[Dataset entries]
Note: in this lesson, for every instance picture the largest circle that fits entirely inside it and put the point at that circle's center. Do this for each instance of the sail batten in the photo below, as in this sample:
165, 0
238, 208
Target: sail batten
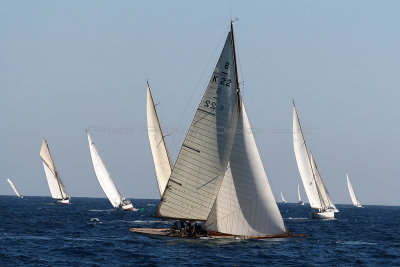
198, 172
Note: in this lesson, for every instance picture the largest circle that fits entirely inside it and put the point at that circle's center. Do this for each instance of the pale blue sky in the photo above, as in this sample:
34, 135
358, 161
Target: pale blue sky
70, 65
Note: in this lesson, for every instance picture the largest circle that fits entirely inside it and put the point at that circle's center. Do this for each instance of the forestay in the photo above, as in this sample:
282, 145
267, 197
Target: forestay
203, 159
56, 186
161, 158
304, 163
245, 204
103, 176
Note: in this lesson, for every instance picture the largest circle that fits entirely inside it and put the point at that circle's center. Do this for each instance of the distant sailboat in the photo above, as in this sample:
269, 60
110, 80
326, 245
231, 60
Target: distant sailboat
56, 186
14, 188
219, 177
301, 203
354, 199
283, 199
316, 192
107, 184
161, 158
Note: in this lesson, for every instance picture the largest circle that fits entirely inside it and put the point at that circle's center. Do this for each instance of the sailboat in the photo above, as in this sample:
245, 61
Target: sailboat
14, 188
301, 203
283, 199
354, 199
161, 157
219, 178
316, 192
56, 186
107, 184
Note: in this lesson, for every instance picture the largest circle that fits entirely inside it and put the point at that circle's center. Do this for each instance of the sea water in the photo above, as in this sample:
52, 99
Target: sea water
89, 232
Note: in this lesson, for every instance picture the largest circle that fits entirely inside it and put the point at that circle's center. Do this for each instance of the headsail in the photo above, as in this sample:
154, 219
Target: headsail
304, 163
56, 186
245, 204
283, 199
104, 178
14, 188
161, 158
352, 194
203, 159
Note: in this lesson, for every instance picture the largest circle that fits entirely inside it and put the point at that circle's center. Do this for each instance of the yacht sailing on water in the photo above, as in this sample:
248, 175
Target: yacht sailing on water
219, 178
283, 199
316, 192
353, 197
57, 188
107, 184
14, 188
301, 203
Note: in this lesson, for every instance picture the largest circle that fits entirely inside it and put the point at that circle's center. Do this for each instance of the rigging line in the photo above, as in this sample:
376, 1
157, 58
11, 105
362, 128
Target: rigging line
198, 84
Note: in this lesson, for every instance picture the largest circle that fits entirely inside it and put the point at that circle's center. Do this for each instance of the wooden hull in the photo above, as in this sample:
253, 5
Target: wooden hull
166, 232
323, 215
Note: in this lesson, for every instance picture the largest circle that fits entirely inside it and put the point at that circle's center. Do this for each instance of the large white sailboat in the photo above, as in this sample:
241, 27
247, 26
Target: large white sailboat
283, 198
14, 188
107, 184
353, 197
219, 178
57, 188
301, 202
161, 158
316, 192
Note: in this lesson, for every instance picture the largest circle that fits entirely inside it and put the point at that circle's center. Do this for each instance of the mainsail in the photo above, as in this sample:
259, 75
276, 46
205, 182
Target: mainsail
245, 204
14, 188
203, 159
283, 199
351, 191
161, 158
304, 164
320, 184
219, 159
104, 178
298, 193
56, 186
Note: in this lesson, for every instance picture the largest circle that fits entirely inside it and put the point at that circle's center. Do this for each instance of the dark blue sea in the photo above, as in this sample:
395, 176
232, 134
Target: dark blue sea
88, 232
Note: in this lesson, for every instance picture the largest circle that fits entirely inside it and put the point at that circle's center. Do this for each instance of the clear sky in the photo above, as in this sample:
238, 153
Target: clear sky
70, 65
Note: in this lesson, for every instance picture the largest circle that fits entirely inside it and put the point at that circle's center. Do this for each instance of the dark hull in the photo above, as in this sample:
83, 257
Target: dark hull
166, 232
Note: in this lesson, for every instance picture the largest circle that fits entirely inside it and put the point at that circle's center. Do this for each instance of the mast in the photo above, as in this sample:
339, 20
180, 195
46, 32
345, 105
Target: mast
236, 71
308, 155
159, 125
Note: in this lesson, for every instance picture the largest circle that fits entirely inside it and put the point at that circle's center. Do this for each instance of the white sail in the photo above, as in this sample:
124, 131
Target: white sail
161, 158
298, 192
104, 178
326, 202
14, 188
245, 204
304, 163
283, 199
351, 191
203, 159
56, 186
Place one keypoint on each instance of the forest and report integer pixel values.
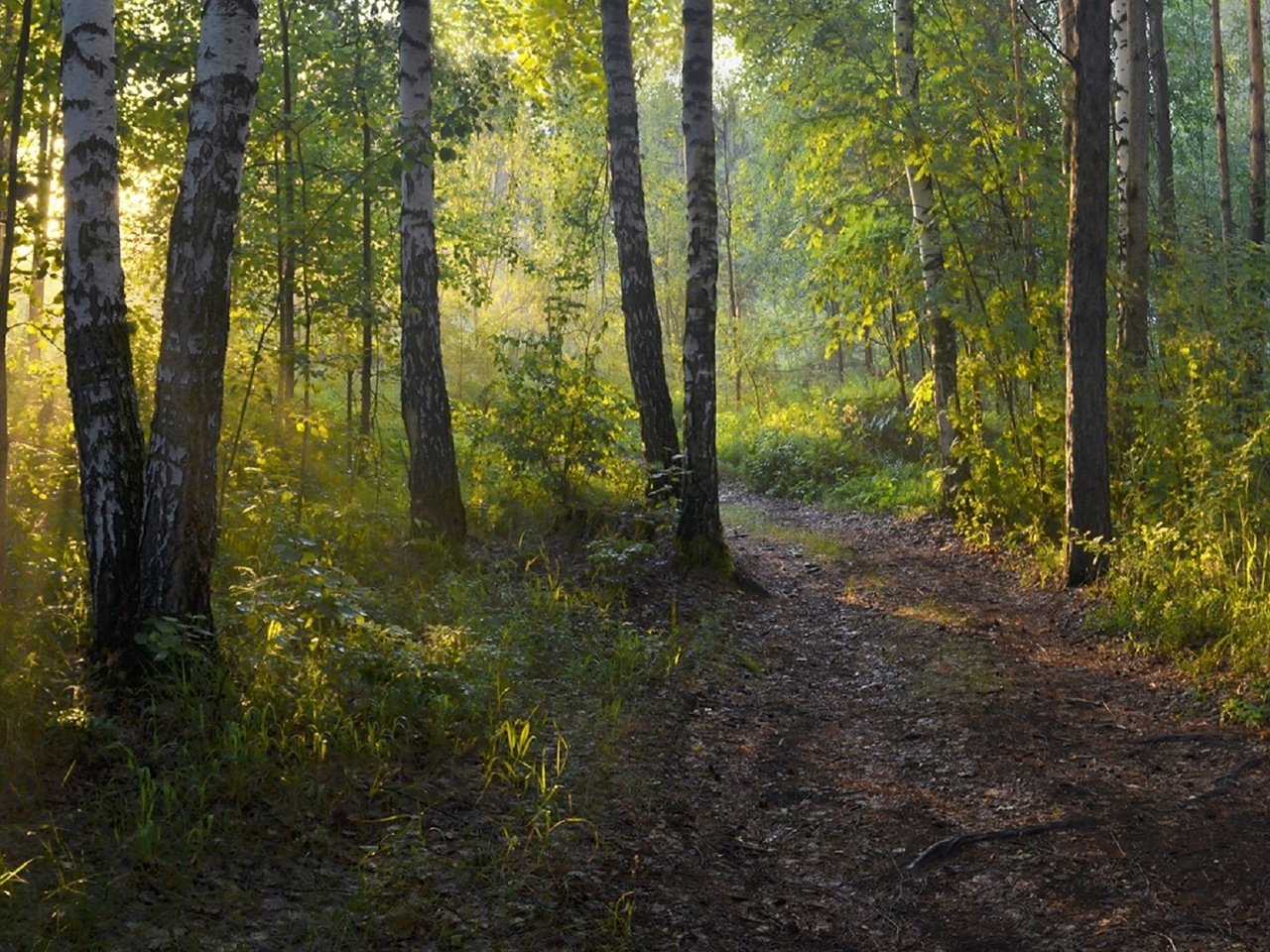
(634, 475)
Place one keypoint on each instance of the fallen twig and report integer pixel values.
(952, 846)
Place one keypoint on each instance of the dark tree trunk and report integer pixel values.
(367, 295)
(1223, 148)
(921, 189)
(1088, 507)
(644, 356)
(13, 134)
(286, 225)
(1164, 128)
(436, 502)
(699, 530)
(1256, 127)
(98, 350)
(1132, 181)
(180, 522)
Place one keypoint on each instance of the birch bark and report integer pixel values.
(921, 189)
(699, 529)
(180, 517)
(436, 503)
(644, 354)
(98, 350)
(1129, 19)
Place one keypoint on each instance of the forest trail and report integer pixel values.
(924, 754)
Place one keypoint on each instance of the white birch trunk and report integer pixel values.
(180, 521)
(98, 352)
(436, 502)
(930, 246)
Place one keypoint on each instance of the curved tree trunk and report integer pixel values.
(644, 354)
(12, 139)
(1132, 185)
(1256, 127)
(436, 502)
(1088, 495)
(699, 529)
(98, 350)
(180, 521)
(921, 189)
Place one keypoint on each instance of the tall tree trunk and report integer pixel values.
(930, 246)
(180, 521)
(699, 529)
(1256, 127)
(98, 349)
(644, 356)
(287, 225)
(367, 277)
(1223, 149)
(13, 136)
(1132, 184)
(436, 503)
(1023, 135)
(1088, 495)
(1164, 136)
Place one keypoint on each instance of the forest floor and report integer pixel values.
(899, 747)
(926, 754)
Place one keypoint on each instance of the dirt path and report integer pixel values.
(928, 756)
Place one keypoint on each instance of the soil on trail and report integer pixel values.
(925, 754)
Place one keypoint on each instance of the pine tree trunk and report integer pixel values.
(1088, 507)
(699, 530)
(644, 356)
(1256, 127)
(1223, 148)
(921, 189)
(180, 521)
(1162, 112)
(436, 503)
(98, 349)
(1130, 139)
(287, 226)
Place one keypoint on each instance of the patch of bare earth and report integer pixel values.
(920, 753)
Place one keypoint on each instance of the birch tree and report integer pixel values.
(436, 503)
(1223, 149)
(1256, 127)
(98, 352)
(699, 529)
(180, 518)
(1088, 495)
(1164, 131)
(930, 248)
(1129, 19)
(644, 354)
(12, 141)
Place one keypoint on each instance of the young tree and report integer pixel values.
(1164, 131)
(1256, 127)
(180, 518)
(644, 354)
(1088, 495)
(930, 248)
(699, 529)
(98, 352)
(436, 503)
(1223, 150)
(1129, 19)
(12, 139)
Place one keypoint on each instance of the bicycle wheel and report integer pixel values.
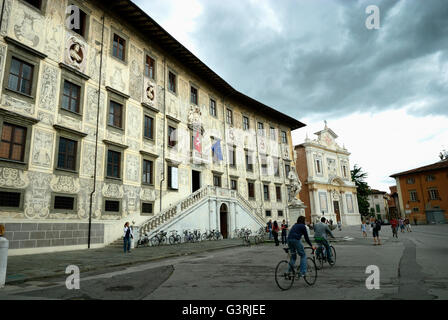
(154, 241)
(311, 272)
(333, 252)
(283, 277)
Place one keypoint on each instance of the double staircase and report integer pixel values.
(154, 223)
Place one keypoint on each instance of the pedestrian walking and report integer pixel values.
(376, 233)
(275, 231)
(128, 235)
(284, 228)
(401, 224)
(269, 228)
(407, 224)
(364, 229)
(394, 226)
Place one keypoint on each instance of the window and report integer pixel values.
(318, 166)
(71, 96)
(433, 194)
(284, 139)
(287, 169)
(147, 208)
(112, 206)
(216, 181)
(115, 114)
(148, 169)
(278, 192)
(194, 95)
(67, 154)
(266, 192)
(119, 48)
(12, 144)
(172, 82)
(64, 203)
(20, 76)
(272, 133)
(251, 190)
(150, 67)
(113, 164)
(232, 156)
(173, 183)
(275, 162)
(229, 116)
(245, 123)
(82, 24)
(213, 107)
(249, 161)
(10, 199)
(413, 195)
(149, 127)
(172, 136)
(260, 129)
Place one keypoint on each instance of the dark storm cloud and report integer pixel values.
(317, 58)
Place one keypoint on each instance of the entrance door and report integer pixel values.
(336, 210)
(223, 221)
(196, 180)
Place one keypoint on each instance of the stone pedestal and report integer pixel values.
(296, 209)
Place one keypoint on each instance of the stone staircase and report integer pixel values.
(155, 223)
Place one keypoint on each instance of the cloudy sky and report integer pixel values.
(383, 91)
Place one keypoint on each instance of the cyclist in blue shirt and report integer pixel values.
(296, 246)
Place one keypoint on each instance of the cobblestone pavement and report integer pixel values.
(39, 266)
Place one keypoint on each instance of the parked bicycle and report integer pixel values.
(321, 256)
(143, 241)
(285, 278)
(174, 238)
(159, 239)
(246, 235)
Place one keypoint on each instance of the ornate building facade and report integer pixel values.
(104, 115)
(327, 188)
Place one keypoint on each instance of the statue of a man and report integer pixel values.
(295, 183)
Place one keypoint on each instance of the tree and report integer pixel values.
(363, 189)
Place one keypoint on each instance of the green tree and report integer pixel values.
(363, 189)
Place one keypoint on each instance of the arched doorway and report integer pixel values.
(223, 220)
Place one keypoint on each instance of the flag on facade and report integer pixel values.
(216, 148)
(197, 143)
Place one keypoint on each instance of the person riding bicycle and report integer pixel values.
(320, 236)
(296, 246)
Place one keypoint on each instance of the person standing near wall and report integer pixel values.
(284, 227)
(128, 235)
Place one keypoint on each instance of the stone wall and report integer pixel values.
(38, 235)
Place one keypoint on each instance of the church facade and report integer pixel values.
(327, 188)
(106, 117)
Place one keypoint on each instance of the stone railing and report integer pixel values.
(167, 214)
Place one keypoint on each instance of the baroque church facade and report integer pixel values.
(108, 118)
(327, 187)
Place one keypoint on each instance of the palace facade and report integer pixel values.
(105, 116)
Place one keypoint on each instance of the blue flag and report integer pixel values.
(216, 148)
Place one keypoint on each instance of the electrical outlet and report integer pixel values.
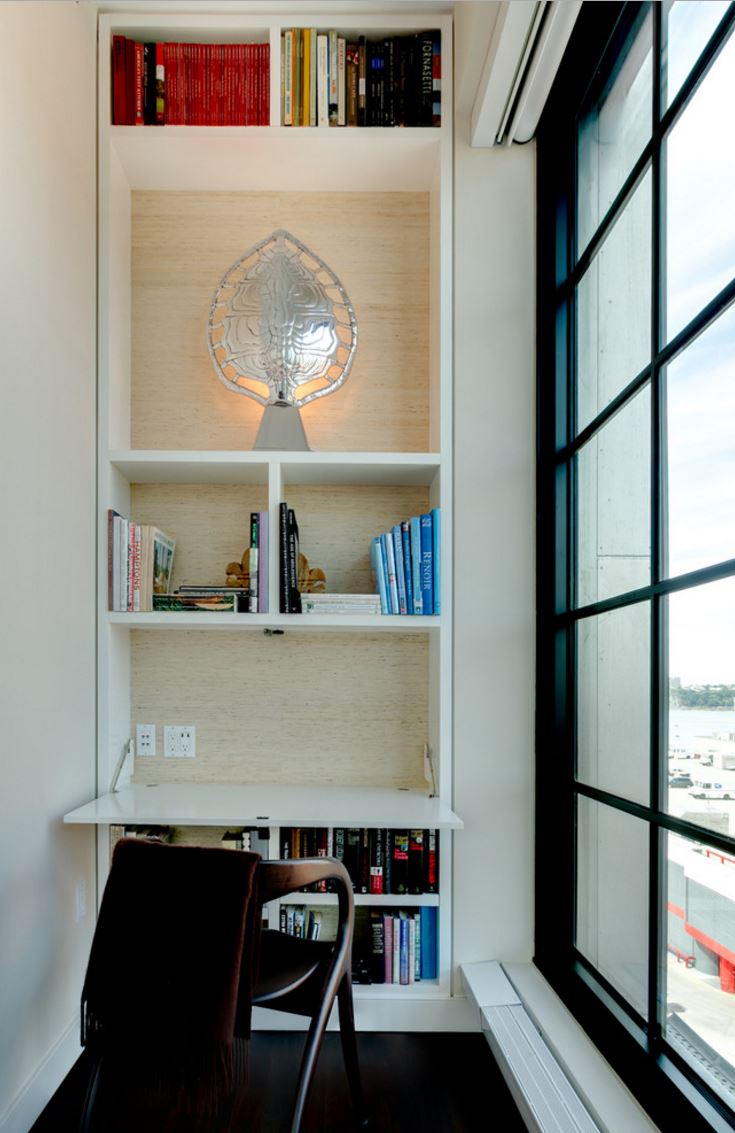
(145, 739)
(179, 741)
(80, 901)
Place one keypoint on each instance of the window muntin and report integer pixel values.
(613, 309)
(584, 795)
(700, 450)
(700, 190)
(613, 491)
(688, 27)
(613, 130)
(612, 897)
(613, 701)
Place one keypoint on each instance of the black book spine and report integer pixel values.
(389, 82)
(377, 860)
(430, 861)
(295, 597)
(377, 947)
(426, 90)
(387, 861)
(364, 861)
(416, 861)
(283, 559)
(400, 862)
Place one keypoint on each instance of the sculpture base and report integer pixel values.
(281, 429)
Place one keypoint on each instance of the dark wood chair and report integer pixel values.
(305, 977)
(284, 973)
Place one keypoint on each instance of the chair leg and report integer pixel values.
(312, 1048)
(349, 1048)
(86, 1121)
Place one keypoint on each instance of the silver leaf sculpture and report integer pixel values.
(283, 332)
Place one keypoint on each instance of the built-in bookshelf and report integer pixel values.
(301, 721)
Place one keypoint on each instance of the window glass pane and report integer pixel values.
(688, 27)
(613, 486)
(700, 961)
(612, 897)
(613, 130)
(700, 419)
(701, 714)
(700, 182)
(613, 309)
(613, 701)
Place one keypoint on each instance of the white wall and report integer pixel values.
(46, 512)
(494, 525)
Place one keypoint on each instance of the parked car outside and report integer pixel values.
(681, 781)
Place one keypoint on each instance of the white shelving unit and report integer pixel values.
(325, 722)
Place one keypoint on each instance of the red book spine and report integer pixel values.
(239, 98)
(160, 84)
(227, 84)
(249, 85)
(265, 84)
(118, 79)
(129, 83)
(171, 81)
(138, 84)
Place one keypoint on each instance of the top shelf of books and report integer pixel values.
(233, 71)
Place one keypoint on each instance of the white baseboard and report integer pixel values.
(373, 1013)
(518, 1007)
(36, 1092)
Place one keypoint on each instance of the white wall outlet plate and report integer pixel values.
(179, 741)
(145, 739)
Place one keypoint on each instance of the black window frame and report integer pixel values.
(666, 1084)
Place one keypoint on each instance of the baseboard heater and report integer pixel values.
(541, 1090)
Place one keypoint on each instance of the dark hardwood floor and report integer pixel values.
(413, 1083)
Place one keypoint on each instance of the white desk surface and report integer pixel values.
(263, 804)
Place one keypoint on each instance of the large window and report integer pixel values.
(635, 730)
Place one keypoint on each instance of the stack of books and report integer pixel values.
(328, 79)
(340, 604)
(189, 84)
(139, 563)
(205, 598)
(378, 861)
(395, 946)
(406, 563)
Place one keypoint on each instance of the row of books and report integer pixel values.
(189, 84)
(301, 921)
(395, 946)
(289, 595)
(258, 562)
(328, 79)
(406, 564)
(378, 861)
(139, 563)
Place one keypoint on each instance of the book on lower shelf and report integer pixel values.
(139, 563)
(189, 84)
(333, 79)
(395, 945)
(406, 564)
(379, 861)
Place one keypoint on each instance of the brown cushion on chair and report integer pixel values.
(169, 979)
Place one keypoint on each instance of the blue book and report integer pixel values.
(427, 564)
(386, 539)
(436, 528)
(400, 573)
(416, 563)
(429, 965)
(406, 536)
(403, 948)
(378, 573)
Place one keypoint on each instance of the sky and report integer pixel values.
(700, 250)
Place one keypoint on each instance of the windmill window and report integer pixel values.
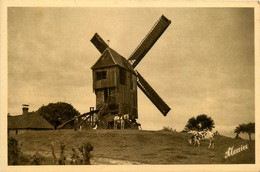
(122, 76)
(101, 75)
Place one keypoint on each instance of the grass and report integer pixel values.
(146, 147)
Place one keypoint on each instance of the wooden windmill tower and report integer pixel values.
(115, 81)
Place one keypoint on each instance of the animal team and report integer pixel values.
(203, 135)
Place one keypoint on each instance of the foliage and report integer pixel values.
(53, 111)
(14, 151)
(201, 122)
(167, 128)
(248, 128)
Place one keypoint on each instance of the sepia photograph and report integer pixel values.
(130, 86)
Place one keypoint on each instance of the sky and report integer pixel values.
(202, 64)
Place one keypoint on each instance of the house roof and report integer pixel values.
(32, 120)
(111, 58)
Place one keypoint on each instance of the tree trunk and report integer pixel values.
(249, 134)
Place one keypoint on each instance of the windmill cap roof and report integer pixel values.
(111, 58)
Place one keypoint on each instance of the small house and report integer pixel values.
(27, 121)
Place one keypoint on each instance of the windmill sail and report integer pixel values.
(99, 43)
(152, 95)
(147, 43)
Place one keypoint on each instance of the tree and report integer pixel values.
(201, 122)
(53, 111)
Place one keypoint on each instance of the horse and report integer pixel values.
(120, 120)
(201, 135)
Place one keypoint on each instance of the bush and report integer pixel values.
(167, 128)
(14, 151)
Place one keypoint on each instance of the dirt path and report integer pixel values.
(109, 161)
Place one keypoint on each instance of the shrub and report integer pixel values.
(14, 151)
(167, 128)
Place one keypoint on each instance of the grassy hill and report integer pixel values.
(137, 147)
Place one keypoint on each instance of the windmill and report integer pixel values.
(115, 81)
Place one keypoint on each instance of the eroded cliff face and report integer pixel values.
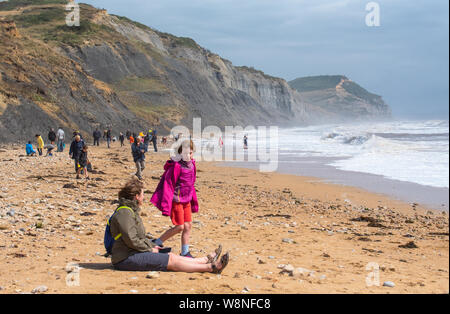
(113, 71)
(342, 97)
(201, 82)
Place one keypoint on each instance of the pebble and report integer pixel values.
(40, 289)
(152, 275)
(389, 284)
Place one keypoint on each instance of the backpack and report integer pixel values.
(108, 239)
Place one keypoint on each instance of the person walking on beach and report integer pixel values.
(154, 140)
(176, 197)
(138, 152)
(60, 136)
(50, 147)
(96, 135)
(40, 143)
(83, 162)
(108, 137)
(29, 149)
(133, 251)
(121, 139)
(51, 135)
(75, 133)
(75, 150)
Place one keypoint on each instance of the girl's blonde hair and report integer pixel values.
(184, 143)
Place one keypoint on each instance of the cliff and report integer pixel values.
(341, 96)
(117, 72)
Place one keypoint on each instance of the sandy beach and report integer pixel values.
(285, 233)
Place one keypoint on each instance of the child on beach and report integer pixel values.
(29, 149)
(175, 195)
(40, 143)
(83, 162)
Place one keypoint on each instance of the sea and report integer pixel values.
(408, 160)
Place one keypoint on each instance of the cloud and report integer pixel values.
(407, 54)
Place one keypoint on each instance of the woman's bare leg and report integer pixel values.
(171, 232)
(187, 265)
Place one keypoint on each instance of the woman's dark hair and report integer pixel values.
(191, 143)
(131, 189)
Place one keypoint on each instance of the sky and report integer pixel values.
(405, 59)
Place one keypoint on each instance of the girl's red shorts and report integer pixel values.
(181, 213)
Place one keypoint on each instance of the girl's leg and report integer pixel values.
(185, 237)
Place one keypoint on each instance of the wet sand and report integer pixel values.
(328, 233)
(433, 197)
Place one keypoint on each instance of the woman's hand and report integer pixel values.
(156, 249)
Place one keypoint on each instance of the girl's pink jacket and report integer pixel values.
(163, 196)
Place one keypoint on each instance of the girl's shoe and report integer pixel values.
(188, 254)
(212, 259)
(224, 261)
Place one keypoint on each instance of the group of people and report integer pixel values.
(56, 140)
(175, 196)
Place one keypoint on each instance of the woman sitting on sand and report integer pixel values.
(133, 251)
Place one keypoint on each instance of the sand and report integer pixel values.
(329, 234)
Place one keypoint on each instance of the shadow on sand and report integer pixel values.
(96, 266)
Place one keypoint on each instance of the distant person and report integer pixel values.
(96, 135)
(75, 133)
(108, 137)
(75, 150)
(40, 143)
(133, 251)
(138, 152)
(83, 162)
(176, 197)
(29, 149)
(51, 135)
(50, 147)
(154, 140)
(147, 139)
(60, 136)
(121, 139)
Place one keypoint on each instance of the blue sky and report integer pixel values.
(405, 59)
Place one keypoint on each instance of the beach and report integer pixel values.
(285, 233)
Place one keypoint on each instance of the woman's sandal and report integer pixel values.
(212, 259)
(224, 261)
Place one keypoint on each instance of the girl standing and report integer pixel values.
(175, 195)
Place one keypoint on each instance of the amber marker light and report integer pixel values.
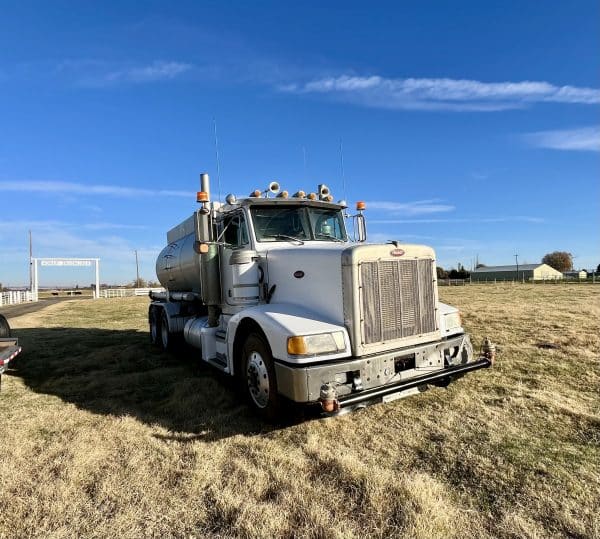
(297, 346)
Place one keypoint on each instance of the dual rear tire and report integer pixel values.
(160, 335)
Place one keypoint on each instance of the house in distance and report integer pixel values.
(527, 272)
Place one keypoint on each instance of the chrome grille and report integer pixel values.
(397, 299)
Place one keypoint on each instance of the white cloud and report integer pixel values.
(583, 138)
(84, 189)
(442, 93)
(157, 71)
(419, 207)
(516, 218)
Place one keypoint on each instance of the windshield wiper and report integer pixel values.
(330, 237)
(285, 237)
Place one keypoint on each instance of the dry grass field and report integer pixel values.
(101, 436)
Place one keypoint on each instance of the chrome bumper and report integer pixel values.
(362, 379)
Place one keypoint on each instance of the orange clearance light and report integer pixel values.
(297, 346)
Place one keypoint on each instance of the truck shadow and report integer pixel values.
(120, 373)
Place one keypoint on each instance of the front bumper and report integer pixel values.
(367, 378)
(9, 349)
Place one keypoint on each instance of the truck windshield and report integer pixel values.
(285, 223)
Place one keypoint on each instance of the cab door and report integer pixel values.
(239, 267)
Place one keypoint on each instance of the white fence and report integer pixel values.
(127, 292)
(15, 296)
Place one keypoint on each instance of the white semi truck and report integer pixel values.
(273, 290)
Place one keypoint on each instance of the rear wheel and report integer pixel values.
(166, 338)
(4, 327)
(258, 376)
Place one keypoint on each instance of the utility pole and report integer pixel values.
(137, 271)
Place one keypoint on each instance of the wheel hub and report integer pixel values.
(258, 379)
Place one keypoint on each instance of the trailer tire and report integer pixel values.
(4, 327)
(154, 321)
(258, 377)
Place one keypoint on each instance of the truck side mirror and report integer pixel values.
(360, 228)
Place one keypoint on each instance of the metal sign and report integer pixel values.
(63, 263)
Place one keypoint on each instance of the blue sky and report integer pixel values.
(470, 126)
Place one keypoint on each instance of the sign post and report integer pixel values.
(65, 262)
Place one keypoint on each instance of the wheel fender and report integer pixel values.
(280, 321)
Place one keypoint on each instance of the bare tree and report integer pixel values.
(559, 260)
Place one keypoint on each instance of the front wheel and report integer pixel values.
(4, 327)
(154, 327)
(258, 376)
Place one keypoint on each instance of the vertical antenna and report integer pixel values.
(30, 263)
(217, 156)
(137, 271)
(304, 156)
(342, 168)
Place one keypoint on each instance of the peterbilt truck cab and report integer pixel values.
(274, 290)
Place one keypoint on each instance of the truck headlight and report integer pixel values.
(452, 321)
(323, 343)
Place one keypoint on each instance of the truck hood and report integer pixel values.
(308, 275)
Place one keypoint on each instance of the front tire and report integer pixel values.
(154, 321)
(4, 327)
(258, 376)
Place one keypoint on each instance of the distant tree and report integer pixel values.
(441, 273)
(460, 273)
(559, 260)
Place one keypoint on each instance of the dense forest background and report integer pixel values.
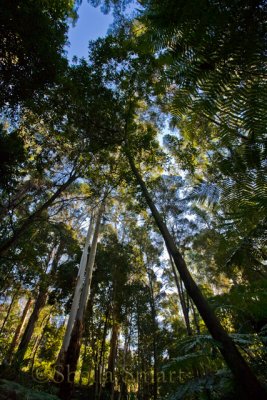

Directions:
Transcribe exactly, and only, the lines from the one with "Place one keypoint on each instance of the peterbilt" through the final line of the data above. The pictures stay out.

Your solution:
Place one keypoint on each instance of the peterbilt truck cab and report integer pixel values.
(274, 290)
Place one keypoint on each instance of the truck headlight and report integer pixel values.
(452, 321)
(323, 343)
Place one keypoint on each instance of the truck hood and report integer pixel values.
(308, 275)
Place one keypoint on each instance of the front tire and report integer pixel values.
(154, 321)
(4, 327)
(258, 376)
Place one keypoint on each instance of the distant tree and report integer pixel values.
(441, 273)
(460, 273)
(559, 260)
Place one keypoint on each instance of the dense forest background and report integer pixel values.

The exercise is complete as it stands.